> What to do
• A. In the forum thread, rewrite the paragraph beginning "Any additional details you can add" as a brief list that keeps its main points.
• B. According to the forum thread, what should be checked in the system logs, and after what event?
• C. List every hardware item that the forum thread names after the words "the full hardware specs including".

> Extract to read
We can’t even get widespread adoption on workstations, what are the chances we’ll ever get them on mobile?
It’s all the same problems. There aren’t nearly enough people using it for developers to spend their time developing compatible versions of their software, much less ones with a mobile-friendly interface.
Maybe they’ll work with PWAs but those still suck.
I couldn’t possibly recommend it to anyone who is not a programmer. It doesn’t work for shit. The simplest and most basic things like just installing software is nigh-impossible for normies.
Any additional details you can add would go a long way towards troubleshooting. That desktop are you using (ex: Gnome, KDE, etc) and what model of laptop, the full hardware specs including CPU, GPU, WiFi model, etc. Finally, you’ll want to look at the system logs to see if there’s anything useful in there after resuming from sleep (journalctl).
I'm trying to get the logs, but it's difficoult to paste them all here, I got a few on this link. But they all seem from 20 October, wierd. https://sharetext.me/nqz5mfph2y
The lines are quite many, they started at 1pm, while now that I was testing it's 5pm, only to go down by one minute it took quite a long time (definetly more than 1 minute) I'm not sure how to check
I must have just missed that originally, I was commenting before coffee.

> Given data
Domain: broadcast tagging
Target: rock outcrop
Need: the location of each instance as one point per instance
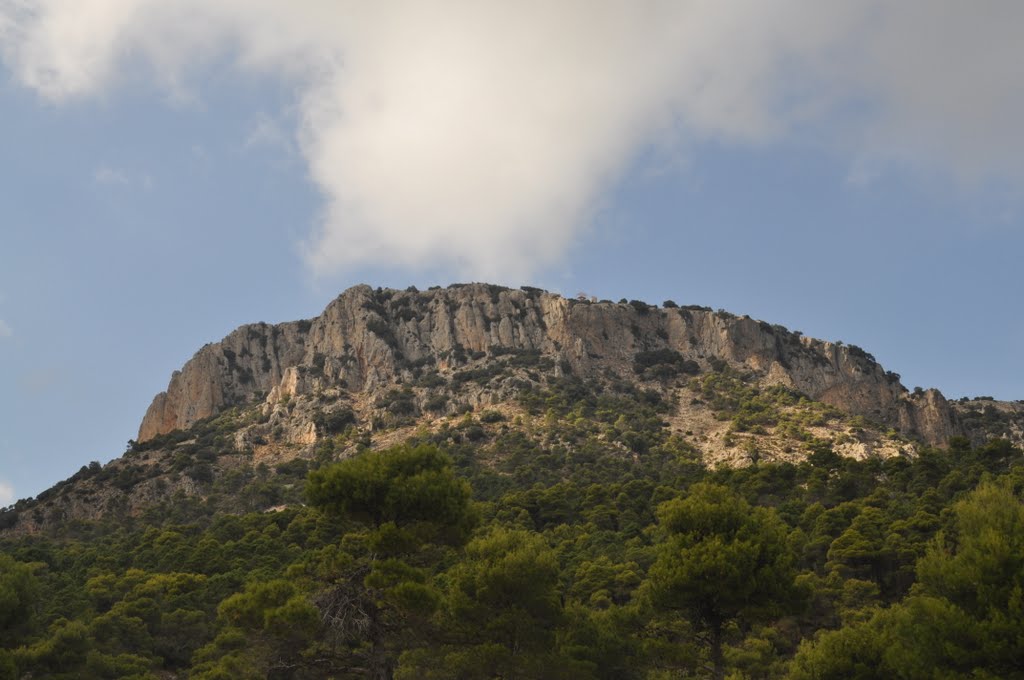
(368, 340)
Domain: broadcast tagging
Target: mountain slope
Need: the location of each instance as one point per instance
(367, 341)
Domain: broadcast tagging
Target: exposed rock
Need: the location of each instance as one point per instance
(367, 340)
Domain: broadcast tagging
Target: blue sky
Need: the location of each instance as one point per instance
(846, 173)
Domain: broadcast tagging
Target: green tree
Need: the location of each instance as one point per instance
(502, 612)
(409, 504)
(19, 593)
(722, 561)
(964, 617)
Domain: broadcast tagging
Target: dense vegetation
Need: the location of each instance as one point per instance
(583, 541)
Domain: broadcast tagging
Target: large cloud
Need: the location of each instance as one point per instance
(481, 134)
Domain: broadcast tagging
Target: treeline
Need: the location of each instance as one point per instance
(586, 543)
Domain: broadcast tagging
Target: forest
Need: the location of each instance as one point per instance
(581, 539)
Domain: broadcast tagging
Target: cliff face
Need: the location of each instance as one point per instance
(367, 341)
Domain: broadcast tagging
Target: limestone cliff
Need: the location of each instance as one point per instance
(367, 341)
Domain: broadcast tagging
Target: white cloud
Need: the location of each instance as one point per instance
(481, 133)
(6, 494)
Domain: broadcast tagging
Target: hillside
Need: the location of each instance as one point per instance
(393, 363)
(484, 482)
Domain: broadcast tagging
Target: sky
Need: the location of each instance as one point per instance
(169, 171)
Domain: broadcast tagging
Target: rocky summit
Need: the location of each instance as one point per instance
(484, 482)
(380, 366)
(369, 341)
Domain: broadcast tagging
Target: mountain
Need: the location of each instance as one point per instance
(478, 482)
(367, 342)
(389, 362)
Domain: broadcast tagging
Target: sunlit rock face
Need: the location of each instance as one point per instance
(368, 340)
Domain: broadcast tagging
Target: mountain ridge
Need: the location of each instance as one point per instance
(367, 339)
* * *
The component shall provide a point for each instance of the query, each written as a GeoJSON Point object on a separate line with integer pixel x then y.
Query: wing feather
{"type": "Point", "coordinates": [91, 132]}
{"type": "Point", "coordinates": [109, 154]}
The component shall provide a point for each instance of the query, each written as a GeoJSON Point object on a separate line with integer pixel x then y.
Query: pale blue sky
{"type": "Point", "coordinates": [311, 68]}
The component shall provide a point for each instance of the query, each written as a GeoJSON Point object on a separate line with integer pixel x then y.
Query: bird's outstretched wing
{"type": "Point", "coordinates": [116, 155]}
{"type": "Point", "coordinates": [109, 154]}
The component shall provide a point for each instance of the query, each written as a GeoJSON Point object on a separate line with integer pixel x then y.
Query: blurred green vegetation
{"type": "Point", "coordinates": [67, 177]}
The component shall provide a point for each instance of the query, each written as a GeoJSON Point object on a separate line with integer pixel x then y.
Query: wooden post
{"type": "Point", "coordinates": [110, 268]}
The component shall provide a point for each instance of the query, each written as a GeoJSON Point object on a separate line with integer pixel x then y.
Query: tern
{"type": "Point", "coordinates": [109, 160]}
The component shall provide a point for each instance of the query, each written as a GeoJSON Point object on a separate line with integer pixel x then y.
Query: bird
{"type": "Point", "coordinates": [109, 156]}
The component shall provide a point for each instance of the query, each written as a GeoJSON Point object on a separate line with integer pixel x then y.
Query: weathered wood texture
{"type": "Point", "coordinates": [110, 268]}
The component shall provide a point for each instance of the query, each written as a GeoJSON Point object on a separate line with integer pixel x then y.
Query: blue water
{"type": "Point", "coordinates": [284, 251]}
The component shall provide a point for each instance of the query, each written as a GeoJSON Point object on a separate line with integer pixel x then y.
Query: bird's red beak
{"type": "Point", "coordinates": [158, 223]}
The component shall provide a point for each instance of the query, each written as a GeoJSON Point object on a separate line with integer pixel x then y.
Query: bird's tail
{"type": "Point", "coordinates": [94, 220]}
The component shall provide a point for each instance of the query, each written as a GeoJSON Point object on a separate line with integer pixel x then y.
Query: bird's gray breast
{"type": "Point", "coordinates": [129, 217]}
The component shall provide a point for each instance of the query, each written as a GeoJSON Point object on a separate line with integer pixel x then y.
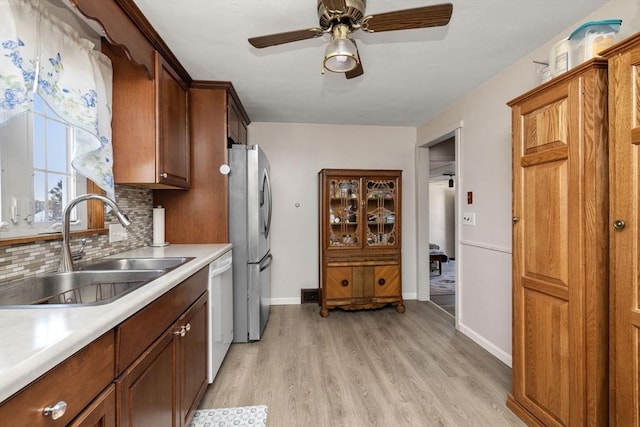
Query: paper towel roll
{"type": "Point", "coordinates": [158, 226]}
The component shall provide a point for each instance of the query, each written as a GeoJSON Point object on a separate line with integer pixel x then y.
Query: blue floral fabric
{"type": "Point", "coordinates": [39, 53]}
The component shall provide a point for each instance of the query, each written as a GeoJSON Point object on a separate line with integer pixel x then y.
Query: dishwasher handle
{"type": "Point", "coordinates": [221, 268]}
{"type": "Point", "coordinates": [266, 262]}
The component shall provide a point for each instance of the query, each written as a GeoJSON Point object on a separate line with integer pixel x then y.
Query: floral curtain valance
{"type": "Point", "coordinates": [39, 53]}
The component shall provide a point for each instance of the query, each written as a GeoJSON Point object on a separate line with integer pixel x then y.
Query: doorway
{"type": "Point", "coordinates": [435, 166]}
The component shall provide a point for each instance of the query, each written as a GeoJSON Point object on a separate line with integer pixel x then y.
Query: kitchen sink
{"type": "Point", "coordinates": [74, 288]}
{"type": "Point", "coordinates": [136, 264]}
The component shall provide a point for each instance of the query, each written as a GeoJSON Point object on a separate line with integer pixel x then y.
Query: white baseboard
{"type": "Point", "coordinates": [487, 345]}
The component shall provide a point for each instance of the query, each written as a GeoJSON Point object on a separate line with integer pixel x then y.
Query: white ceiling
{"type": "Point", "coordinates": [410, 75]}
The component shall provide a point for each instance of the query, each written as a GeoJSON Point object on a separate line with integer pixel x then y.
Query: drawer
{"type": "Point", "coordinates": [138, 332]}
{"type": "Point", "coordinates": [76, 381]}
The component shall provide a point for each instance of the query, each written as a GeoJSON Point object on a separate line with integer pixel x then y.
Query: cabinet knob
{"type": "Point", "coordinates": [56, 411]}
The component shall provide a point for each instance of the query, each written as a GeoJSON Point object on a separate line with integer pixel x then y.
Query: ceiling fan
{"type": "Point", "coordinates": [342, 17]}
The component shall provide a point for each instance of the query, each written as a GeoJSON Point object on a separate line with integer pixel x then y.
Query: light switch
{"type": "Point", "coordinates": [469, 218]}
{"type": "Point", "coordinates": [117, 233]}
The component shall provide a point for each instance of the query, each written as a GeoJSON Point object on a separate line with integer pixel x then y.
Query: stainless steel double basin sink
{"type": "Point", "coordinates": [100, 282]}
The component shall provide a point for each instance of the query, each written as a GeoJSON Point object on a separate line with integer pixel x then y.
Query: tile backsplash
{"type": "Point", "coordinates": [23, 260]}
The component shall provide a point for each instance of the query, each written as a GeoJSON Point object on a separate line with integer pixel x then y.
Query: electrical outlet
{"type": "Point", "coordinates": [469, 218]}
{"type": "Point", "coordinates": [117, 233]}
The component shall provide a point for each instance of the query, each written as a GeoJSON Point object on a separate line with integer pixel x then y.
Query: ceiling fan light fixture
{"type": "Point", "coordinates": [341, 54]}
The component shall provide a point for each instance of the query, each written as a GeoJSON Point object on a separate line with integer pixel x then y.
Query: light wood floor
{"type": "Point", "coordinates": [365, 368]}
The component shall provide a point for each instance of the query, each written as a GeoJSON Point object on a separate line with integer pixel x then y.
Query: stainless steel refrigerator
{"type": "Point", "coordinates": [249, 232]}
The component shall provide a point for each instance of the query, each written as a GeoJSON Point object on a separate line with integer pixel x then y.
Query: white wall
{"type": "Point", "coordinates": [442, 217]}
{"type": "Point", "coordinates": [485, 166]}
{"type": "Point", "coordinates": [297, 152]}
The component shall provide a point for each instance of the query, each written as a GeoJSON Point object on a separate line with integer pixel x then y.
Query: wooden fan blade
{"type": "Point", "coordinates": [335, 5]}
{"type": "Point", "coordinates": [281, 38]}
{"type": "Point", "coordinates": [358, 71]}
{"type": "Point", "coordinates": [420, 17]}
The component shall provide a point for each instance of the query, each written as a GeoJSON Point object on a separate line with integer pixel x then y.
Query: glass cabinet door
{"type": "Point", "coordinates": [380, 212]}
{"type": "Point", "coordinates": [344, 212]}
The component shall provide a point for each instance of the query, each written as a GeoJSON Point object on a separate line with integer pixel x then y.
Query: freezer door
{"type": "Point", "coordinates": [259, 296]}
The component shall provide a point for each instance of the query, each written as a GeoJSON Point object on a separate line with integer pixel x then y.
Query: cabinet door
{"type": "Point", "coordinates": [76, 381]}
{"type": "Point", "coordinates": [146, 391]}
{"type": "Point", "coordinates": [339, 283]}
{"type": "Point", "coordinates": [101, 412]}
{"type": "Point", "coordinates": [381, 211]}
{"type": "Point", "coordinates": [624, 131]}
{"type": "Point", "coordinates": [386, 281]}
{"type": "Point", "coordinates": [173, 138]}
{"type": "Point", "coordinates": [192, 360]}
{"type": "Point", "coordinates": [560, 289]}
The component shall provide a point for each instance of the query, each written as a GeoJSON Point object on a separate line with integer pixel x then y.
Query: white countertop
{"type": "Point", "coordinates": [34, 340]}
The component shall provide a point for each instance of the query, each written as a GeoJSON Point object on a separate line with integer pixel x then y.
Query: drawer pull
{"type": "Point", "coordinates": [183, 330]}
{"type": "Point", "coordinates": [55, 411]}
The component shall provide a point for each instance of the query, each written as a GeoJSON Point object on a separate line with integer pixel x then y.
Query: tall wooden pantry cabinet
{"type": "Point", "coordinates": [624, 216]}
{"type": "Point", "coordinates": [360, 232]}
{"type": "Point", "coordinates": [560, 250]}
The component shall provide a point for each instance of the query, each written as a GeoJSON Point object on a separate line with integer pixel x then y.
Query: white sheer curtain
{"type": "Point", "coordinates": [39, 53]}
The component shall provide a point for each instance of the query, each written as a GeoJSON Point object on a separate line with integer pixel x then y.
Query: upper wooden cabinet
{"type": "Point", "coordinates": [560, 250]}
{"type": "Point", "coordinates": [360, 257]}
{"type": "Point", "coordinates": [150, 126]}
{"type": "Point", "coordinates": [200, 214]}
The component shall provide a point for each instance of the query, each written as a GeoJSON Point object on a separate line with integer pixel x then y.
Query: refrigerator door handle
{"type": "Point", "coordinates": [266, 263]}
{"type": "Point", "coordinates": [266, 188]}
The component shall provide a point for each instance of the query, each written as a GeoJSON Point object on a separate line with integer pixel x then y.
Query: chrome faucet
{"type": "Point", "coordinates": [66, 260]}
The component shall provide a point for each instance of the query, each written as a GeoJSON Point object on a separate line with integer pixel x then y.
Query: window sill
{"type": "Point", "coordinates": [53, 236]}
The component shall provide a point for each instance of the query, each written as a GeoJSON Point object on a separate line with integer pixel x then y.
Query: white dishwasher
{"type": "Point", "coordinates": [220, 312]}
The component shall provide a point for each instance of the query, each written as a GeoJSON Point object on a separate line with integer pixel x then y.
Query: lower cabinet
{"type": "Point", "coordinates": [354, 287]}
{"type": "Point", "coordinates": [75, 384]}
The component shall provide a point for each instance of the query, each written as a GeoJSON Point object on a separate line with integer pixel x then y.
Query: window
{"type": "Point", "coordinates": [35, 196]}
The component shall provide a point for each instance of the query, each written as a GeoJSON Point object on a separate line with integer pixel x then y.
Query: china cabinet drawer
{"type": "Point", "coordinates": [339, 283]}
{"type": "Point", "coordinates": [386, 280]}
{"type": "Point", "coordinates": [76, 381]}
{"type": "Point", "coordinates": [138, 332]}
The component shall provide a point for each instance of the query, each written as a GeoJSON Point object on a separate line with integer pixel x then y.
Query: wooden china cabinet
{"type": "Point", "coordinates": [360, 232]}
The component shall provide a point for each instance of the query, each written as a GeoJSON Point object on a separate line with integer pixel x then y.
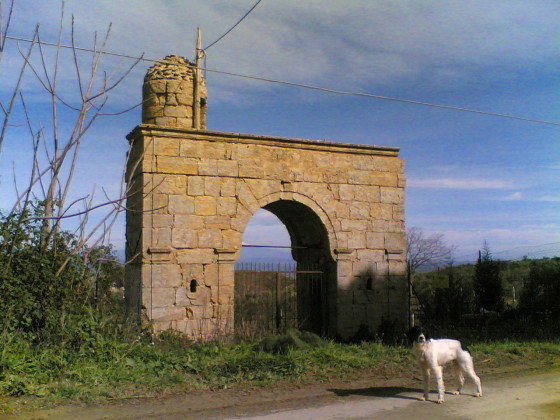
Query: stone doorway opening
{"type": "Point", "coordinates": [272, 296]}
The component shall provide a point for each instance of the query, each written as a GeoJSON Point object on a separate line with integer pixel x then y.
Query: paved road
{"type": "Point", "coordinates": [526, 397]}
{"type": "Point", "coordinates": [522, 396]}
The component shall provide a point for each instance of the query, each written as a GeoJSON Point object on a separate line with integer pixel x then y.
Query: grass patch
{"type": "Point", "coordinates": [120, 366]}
* * *
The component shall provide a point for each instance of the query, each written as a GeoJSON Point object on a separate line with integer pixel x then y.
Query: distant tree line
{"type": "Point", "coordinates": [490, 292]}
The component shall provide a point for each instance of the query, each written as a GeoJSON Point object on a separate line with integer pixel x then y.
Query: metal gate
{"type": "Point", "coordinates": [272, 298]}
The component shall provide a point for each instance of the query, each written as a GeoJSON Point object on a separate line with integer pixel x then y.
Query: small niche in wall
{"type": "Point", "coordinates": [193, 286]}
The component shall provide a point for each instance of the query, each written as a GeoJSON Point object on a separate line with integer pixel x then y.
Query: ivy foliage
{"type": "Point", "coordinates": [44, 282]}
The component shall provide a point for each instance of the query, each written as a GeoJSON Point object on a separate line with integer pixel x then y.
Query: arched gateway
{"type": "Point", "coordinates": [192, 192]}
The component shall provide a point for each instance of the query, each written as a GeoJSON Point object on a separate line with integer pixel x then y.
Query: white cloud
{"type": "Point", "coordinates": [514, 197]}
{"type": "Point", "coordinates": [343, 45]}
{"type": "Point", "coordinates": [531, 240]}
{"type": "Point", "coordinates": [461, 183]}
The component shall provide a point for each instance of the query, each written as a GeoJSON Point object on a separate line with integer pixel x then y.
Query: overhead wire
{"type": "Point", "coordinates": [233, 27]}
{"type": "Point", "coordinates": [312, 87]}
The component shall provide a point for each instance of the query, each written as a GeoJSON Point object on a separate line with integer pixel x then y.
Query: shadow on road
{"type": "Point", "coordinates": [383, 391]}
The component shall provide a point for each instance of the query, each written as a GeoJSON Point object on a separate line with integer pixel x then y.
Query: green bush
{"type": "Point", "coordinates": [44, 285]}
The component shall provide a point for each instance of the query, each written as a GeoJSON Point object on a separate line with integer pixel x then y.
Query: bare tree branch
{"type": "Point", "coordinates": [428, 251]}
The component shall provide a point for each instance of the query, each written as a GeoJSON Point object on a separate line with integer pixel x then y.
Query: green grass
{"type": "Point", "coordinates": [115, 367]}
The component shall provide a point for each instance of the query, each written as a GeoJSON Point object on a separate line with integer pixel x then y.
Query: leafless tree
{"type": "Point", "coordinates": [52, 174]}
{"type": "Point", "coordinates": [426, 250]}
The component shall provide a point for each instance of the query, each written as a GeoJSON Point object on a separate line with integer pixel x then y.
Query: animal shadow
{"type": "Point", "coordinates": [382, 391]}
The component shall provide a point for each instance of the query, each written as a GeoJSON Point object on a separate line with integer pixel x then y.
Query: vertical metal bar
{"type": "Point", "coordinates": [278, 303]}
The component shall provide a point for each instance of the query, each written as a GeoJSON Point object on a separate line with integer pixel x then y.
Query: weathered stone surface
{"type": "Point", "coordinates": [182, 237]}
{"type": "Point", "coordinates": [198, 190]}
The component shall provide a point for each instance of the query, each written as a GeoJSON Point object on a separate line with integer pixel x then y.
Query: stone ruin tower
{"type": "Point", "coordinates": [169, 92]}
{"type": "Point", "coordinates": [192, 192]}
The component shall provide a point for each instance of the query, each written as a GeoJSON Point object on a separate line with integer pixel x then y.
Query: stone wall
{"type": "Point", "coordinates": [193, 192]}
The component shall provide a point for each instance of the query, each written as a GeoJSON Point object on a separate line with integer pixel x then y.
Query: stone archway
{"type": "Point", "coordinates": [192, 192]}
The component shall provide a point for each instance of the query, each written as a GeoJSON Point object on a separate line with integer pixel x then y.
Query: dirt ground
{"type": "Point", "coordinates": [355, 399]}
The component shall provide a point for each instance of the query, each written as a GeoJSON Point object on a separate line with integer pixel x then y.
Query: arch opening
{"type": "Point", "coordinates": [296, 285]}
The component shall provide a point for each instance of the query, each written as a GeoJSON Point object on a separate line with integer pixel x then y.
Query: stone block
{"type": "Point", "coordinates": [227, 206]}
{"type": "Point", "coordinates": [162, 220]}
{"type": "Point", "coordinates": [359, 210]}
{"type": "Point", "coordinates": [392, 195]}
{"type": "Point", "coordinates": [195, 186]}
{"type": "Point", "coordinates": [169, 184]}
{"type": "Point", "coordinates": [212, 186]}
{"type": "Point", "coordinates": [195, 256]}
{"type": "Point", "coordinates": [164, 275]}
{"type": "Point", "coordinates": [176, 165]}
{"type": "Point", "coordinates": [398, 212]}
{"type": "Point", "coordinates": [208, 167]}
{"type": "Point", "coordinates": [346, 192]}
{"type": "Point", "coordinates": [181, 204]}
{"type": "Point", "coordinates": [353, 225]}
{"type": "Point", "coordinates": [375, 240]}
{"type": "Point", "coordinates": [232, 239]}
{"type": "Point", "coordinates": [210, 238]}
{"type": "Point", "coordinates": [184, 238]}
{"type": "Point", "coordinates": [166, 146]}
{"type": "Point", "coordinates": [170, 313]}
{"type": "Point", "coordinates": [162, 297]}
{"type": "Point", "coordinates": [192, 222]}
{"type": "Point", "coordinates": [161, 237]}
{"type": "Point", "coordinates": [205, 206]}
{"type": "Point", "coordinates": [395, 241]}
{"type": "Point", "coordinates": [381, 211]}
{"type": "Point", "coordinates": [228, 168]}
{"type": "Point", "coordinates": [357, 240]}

> Exercise results
• A.
Details that would help troubleshooting:
- Which desktop is in use (e.g., Gnome, KDE)
- The laptop model
- Full hardware specs, including CPU, GPU and WiFi model
- System logs after resuming from sleep (journalctl)

• B. Whether there's anything useful in them after resuming from sleep.

• C. CPU, GPU, WiFi model